### Information shown
=======
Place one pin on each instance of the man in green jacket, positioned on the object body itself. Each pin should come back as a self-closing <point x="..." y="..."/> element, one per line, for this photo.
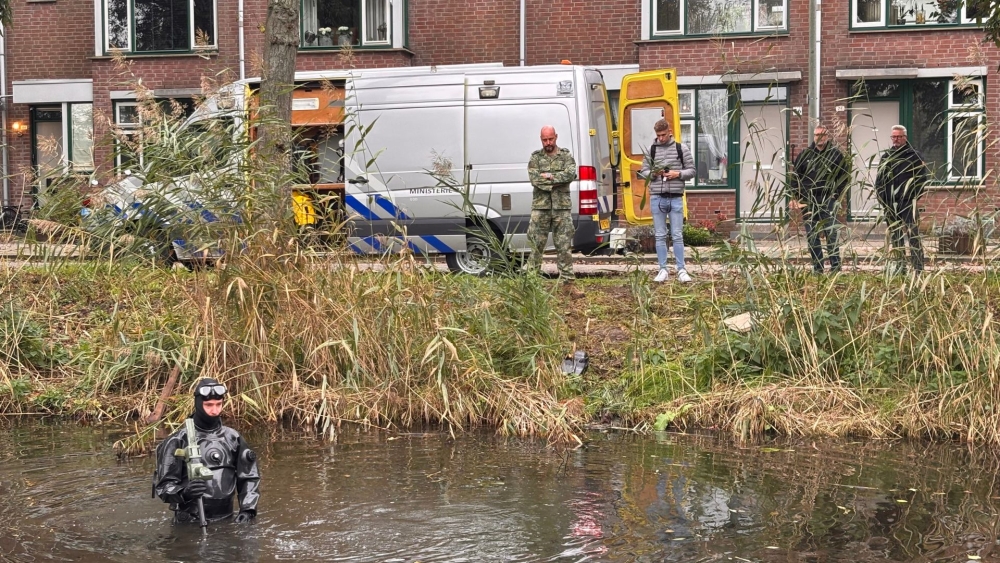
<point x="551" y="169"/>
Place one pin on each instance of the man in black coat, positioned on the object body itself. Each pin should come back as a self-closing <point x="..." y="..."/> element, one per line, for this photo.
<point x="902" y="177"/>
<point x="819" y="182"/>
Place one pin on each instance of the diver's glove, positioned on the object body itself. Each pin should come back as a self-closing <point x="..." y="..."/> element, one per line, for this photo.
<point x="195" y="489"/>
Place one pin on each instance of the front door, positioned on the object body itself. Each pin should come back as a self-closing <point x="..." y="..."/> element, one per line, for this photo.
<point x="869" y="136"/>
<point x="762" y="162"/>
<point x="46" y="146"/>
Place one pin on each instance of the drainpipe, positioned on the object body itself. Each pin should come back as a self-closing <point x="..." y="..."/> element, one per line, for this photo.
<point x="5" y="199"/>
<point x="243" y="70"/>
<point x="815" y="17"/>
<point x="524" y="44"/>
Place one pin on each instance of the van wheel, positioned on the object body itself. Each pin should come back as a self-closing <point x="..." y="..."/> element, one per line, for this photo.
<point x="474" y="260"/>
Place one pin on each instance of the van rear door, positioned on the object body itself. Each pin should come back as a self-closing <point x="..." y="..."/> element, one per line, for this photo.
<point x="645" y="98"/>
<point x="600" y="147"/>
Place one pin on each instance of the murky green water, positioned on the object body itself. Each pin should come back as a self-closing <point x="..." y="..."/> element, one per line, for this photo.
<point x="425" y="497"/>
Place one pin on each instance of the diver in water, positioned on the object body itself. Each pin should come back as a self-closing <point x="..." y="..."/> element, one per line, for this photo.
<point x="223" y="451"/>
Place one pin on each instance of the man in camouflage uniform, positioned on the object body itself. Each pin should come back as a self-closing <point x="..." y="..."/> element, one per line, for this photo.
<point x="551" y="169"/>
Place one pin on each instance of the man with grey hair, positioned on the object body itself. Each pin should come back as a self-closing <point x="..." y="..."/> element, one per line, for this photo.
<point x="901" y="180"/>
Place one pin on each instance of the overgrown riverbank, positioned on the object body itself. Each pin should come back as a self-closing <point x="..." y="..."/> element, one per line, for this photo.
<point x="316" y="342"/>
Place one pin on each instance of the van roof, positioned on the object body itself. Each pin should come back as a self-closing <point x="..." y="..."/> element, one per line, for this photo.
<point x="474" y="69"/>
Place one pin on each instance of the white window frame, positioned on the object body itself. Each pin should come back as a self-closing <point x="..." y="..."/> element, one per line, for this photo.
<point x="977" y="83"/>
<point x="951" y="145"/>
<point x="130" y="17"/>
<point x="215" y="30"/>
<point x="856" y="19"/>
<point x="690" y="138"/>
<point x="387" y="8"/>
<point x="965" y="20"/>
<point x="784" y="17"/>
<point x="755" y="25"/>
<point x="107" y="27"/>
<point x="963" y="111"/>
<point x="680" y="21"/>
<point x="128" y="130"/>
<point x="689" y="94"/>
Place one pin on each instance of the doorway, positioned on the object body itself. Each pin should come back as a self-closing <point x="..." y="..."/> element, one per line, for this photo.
=======
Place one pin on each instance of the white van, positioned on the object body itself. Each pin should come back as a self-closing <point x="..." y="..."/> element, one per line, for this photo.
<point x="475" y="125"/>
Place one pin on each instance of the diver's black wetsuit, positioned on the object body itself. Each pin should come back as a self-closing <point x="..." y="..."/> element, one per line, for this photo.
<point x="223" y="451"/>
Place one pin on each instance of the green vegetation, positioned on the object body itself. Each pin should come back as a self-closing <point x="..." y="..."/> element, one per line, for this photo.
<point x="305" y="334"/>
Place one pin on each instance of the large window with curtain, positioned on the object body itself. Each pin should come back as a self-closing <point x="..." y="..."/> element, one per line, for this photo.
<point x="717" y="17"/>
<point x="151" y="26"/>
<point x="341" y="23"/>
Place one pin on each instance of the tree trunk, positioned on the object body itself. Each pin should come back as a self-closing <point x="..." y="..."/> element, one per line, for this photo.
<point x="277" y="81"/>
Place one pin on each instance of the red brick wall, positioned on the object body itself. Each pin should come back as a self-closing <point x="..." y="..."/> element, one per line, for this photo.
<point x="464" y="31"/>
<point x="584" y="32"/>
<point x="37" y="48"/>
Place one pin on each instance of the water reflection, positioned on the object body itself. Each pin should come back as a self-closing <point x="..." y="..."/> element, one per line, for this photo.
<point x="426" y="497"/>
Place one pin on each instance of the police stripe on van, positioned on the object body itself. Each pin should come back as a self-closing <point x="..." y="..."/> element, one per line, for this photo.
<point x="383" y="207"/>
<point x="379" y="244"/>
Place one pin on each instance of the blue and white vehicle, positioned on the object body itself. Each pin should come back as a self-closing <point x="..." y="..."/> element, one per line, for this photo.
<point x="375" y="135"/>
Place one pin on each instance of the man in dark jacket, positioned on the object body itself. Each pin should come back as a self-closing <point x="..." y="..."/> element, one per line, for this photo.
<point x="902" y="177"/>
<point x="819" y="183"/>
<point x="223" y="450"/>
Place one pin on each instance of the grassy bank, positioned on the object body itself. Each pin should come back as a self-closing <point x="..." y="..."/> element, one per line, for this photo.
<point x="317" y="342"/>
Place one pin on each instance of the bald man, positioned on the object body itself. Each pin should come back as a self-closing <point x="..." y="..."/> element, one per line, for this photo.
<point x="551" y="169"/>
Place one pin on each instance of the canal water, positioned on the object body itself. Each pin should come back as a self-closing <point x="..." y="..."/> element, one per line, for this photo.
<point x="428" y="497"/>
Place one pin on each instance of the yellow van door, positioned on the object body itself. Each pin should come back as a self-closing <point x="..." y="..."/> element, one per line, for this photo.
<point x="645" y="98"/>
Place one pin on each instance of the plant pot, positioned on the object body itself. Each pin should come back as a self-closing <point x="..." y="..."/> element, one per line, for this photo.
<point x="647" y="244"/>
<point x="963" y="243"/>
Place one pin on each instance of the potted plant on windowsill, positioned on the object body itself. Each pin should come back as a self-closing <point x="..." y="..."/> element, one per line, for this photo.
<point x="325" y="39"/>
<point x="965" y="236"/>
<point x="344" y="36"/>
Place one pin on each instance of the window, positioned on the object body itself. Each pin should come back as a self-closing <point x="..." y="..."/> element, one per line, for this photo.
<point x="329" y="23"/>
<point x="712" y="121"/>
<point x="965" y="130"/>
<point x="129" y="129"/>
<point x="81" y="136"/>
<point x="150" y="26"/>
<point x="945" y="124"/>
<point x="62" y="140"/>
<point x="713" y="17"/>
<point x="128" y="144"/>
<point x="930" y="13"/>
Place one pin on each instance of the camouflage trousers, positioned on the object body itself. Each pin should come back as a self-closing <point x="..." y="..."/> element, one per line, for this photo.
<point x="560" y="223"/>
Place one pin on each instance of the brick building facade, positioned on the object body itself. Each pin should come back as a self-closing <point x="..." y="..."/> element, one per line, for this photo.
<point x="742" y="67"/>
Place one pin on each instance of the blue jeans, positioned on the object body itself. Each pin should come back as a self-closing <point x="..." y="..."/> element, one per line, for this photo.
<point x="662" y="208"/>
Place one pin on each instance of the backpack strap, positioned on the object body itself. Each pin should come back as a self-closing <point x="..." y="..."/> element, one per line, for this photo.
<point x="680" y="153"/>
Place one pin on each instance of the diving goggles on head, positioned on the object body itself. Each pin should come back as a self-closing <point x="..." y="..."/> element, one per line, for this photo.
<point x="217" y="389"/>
=======
### Your instructions
A word-for-word copy of the lines above from the one with "Place one pin on each instance of the man with" through the one with "Place one pin on each instance of the doorway, positioned", inclusive, is the only output wanted.

### Result for this task
Place one pin on each instance of the man with grey hair, positioned on the object body itself. Each pin should come back as a self-closing <point x="..." y="..."/> element, one per line, for this photo.
<point x="901" y="180"/>
Place one pin on each instance of the overgrown riverbank, positioned on the object body itself. Each pin should come back as a self-closing <point x="..." y="..."/> element, one per line, for this photo.
<point x="316" y="342"/>
Place one pin on each instance of the van roof, positioned on the object body itself. Each pin should come back as a self-closing <point x="..." y="..."/> element, one per line, for this photo.
<point x="474" y="69"/>
Place one pin on each instance of the white window frame, positioned on the object body itself. Each pin should come back as a self-closing <point x="..." y="..."/> element, one per line, for this photo.
<point x="977" y="83"/>
<point x="951" y="145"/>
<point x="130" y="17"/>
<point x="215" y="30"/>
<point x="856" y="19"/>
<point x="690" y="138"/>
<point x="387" y="8"/>
<point x="965" y="20"/>
<point x="784" y="17"/>
<point x="755" y="25"/>
<point x="107" y="27"/>
<point x="963" y="111"/>
<point x="680" y="21"/>
<point x="128" y="130"/>
<point x="689" y="94"/>
Place one pin on each instance of the doorway, positioned on the object body itself. Each pin should come back as a self-closing <point x="..." y="..."/> element, one per line, for this photo.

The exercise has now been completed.